- [EXERCISE] From the data below, keep only the lines that contain the word "blue" and copy each one out. Match case exactly.

- [SUPPLIED RECORDS]
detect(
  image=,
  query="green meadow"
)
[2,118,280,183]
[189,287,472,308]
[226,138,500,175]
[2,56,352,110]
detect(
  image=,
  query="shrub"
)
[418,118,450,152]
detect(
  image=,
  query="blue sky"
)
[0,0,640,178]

---

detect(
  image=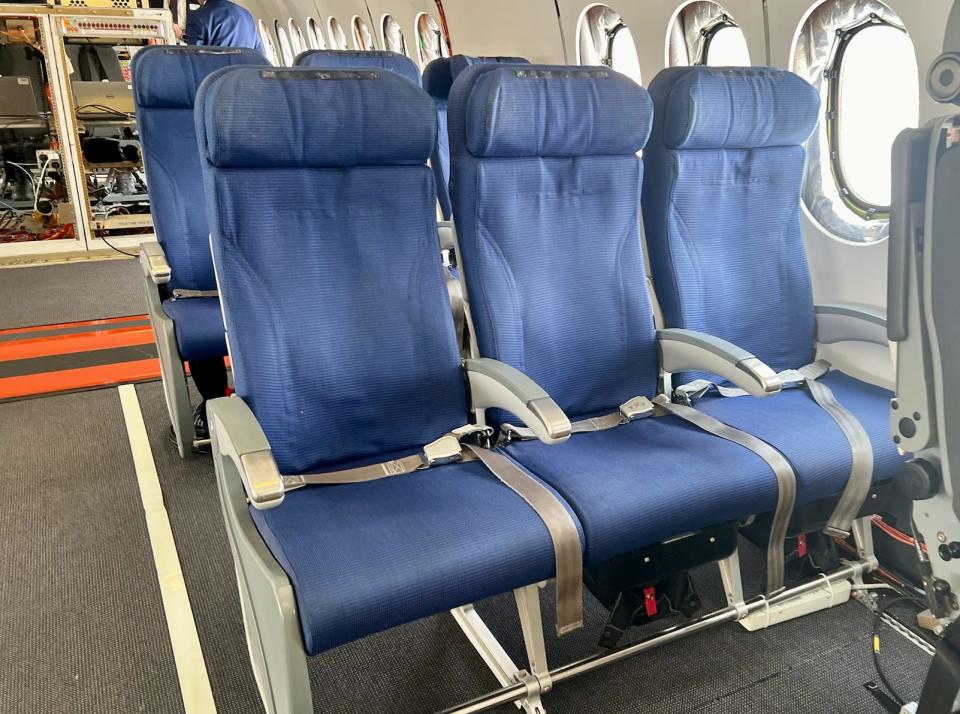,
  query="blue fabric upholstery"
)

- [EXERCISE RESPONSE]
  query="blue sky"
  query="blue fabric upholstery"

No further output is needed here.